* [Directions for this task]
Extract every line in the entries below that contains the word "apple" and list them.

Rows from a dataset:
#####

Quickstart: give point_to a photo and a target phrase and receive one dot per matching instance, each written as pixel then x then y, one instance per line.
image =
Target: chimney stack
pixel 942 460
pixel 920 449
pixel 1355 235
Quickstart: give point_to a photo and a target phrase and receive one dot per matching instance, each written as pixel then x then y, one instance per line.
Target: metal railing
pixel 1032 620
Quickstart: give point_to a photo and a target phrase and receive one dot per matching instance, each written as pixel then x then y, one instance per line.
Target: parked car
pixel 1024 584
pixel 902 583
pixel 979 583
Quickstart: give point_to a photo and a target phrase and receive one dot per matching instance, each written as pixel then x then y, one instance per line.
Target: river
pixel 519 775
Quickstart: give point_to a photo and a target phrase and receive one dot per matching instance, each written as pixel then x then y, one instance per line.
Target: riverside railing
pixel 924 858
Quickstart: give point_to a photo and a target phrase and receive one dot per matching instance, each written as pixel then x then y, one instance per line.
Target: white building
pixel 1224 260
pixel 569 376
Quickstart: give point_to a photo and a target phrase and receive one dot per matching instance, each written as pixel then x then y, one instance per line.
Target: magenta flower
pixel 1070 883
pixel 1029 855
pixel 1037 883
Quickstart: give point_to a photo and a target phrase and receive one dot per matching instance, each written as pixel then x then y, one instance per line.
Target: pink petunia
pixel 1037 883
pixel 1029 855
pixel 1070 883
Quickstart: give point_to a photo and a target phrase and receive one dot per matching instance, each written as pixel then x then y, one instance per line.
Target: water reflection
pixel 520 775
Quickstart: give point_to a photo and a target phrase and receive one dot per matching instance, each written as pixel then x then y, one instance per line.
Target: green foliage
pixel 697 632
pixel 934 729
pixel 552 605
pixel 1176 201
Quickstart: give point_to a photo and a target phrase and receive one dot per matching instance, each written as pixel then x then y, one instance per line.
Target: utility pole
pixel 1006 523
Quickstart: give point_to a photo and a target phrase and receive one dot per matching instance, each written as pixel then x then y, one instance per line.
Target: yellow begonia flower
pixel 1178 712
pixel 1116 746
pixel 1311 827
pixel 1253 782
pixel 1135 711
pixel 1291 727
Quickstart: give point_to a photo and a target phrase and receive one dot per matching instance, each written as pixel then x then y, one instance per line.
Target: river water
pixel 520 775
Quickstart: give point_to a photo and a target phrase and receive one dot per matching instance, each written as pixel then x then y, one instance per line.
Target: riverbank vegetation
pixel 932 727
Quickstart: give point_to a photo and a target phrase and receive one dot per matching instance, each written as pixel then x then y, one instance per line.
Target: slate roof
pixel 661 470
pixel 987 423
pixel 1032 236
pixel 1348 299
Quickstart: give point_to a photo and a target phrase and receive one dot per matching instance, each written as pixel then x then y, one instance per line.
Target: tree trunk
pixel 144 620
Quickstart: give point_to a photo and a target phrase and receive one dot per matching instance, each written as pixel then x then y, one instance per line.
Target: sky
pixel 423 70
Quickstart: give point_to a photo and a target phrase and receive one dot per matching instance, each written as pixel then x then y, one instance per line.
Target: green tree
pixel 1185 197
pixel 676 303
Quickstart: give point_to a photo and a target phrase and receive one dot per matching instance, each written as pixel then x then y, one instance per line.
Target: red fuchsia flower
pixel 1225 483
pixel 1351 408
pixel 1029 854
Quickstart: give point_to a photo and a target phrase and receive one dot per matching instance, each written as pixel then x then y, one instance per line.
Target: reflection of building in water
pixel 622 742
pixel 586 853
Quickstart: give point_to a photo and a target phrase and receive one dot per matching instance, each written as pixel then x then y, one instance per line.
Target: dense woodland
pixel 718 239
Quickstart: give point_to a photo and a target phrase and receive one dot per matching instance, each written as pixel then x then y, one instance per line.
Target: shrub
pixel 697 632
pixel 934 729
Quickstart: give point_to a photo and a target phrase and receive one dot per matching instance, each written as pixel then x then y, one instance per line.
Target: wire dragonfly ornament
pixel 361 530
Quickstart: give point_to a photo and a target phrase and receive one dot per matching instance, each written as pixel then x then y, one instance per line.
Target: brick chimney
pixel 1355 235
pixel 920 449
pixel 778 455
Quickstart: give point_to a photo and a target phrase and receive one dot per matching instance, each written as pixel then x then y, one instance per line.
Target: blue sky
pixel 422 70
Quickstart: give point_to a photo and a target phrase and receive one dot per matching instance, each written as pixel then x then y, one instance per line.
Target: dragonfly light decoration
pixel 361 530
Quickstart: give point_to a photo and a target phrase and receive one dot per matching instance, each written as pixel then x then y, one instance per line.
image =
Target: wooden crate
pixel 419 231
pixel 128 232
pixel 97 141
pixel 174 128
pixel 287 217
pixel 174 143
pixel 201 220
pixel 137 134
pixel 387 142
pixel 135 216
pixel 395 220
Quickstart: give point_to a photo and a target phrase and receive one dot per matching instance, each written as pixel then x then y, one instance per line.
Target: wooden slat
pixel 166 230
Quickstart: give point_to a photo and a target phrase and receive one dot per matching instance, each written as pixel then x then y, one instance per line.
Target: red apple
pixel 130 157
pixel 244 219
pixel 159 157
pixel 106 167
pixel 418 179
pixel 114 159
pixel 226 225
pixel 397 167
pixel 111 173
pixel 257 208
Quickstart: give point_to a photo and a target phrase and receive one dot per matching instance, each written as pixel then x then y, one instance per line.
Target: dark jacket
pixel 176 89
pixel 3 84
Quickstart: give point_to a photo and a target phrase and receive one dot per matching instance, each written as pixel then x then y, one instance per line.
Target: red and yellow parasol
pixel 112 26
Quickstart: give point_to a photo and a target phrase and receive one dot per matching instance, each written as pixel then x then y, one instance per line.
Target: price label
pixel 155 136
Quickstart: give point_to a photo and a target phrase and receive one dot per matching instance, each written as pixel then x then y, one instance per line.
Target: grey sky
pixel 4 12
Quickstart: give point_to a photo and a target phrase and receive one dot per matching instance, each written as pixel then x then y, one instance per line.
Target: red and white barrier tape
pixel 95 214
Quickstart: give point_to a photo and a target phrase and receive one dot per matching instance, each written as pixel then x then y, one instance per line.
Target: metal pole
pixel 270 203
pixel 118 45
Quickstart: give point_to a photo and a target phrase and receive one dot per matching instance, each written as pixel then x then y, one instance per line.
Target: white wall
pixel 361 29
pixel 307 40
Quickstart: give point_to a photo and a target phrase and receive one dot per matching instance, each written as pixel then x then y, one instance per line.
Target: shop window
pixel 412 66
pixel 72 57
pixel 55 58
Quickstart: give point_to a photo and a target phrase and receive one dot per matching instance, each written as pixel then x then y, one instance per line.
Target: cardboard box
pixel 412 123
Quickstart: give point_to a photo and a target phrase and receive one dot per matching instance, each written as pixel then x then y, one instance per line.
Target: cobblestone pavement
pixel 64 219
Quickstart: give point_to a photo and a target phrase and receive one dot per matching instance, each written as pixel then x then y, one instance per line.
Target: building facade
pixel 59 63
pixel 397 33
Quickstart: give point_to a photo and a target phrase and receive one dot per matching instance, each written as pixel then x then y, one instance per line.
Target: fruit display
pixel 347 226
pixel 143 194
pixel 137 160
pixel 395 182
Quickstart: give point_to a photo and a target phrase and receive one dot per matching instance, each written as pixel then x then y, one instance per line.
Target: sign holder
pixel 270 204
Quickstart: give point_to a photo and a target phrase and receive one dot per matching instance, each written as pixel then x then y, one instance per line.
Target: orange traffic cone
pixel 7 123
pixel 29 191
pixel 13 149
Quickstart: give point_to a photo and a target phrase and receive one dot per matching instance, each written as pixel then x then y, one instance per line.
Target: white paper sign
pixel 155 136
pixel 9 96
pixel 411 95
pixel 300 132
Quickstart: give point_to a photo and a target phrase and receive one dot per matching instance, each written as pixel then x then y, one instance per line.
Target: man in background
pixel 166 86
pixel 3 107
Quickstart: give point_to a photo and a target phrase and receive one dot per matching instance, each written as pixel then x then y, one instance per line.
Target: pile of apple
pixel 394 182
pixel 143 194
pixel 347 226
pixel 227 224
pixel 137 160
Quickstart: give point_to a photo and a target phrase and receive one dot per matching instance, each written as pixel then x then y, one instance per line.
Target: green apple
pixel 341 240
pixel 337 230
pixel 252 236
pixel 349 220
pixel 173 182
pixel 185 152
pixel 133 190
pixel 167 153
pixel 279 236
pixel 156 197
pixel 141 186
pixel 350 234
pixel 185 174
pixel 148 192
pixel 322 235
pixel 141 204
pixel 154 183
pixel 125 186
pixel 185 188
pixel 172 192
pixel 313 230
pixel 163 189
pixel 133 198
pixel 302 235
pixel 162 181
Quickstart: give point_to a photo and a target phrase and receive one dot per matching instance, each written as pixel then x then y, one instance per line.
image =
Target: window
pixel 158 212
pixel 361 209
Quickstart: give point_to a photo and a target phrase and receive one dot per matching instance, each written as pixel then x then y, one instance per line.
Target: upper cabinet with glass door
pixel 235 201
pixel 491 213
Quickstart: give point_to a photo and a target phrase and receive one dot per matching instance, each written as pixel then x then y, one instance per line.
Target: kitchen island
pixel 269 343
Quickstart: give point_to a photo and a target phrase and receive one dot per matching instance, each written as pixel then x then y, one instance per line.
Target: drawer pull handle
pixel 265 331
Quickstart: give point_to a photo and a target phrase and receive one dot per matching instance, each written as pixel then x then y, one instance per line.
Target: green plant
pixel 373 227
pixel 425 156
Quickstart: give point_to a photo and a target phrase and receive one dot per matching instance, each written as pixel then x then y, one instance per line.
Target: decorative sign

#####

* [The answer]
Target: red apple
Target: pile of apple
Target: green apple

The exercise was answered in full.